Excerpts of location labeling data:
┌──

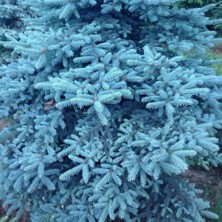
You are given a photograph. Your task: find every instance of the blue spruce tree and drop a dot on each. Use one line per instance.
(109, 103)
(12, 12)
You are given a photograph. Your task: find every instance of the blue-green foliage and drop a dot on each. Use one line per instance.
(109, 102)
(12, 13)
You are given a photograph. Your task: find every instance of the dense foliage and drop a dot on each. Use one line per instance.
(109, 103)
(214, 13)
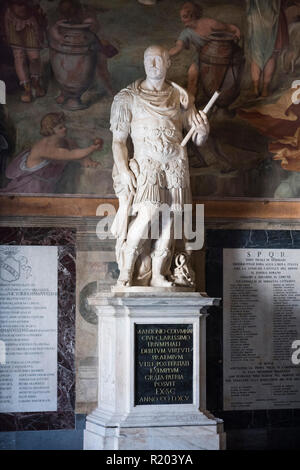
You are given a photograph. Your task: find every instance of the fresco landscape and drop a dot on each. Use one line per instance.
(63, 61)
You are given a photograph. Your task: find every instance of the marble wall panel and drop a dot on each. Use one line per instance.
(65, 239)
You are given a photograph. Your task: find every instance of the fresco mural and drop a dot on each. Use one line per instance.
(63, 60)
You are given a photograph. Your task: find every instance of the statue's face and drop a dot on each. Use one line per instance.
(156, 64)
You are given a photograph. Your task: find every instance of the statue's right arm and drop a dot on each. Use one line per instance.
(120, 120)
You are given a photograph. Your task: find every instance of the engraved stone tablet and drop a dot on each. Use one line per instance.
(28, 328)
(163, 364)
(261, 322)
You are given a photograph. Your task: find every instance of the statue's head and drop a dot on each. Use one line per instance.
(156, 62)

└──

Given instruction:
Swap "dot" for "marker" in the data running from the line with "the statue's head" through the end of the data, and write those lines out again with nothing else changed.

Exercise solution:
You are given a photograph. Your task: find every instance of the statue's head and drop a marker on each. Use one line per instance.
(156, 62)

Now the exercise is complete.